Lines of data
#####
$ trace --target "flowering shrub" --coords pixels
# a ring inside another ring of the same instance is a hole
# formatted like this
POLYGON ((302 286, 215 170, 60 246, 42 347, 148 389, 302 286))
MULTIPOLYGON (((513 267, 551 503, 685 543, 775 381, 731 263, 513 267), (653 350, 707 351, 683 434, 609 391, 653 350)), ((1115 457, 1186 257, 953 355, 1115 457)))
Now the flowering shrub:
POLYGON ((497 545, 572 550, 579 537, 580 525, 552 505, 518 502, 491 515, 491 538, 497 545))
#####
TASK PROMPT: Show the data once more, exactly as it was written.

WRITTEN RESPONSE:
$ trace --target "flowering shrub" --coords pixels
# a ring inside another ring of the same instance is a hole
# formatted like this
POLYGON ((302 286, 215 170, 60 246, 42 347, 148 389, 302 286))
MULTIPOLYGON (((513 267, 551 503, 685 543, 775 381, 731 263, 513 267), (653 350, 707 351, 683 434, 609 391, 653 350)), ((1115 457, 1186 257, 953 355, 1115 457)))
Now the flowering shrub:
POLYGON ((497 545, 572 550, 579 537, 580 525, 552 505, 518 502, 491 515, 491 538, 497 545))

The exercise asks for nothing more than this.